_PROMPT_. Present the lines below as a numbered list, leaving out any blank lines.

______________________________

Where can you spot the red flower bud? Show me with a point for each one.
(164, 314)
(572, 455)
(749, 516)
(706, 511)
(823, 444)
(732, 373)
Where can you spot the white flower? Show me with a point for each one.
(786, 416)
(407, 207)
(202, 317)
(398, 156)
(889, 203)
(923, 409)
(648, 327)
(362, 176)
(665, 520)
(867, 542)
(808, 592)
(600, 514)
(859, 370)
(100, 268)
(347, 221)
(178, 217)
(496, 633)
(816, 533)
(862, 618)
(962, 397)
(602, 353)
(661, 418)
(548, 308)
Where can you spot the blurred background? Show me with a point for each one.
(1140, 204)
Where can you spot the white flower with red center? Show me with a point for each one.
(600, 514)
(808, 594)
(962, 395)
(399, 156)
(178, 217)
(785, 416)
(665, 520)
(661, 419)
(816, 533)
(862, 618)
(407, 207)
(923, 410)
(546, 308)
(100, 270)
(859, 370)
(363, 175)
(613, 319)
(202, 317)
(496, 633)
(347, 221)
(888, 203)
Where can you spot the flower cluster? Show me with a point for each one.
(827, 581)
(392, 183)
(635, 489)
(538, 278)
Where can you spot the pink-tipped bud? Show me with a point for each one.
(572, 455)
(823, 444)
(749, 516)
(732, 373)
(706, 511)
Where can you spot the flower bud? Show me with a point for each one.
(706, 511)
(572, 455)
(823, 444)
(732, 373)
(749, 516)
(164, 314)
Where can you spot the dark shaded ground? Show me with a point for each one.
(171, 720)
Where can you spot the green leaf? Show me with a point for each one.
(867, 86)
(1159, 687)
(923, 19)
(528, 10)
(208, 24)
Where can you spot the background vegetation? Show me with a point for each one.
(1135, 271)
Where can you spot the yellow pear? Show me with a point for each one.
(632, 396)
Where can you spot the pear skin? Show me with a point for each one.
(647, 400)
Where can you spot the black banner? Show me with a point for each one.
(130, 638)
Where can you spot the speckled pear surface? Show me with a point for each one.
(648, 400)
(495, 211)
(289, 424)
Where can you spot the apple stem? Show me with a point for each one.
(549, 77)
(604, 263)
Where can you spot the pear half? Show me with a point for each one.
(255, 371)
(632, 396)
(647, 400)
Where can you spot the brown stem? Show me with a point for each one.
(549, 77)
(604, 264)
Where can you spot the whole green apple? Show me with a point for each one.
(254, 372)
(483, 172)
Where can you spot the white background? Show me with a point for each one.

______________________________

_FULL OUTPUT_.
1. Where can you spot the red flower bud? Show me with a point for each one.
2. (164, 314)
3. (572, 455)
4. (749, 516)
5. (706, 511)
6. (823, 444)
7. (732, 373)
8. Where can you spot the white flower? Show me with a point for each one.
9. (786, 416)
10. (407, 207)
11. (202, 317)
12. (398, 156)
13. (889, 203)
14. (923, 409)
15. (648, 327)
16. (362, 176)
17. (665, 520)
18. (867, 542)
19. (808, 592)
20. (600, 514)
21. (859, 370)
22. (100, 268)
23. (347, 221)
24. (178, 217)
25. (496, 633)
26. (816, 533)
27. (862, 618)
28. (962, 397)
29. (602, 353)
30. (661, 418)
31. (548, 308)
32. Where can you spot the blurred background? Show me with a point for each one.
33. (1140, 204)
34. Where can you spot the white flower with red center? Show me with a point for each one.
35. (600, 514)
36. (808, 594)
37. (962, 395)
38. (399, 156)
39. (178, 217)
40. (785, 416)
41. (665, 520)
42. (661, 419)
43. (816, 533)
44. (862, 618)
45. (407, 207)
46. (923, 410)
47. (546, 308)
48. (100, 270)
49. (859, 370)
50. (363, 175)
51. (613, 319)
52. (202, 317)
53. (496, 633)
54. (347, 221)
55. (888, 203)
56. Where can you spot the flower cluster? Show me with a point for each one.
57. (827, 581)
58. (392, 183)
59. (635, 489)
60. (538, 278)
61. Where can you spot the pink-tipped bud? Show me with a point for each one.
62. (572, 455)
63. (823, 444)
64. (749, 516)
65. (732, 373)
66. (706, 511)
67. Where can you spot the flower bud? Show me with a point for each one.
68. (706, 511)
69. (572, 455)
70. (823, 444)
71. (732, 373)
72. (749, 516)
73. (164, 314)
74. Where can you spot the dark shaded ground? Show me with a point for each one.
75. (171, 720)
76. Where can you spot the green leaf? Show me with a point for each one.
77. (867, 86)
78. (1159, 687)
79. (923, 19)
80. (528, 10)
81. (208, 24)
82. Where can you spot the background vegetation? Show me with a point for each one.
83. (1135, 271)
84. Where can you spot the yellow pear? Show me with a point for each one.
85. (632, 396)
86. Where can you spot the pear skin? Show me with a point for each one.
87. (647, 400)
88. Where can you spot the black banner? Show me with a point for each one.
89. (130, 638)
90. Where can you spot the speckled pear surface? Show me with a point for each one.
91. (648, 400)
92. (495, 211)
93. (289, 424)
94. Where can you spot the apple stem? Show me with a point for each one.
95. (549, 77)
96. (604, 263)
97. Where can you spot the pear half? Show me with a point for each one.
98. (255, 371)
99. (632, 396)
100. (647, 400)
101. Where can you spot the brown stem? Show me with a point for each one.
102. (549, 77)
103. (604, 264)
104. Where can you spot the whole green apple? Show me with a point for each one.
105. (254, 372)
106. (483, 172)
107. Where can you spot the white background? Show me with a point for each one.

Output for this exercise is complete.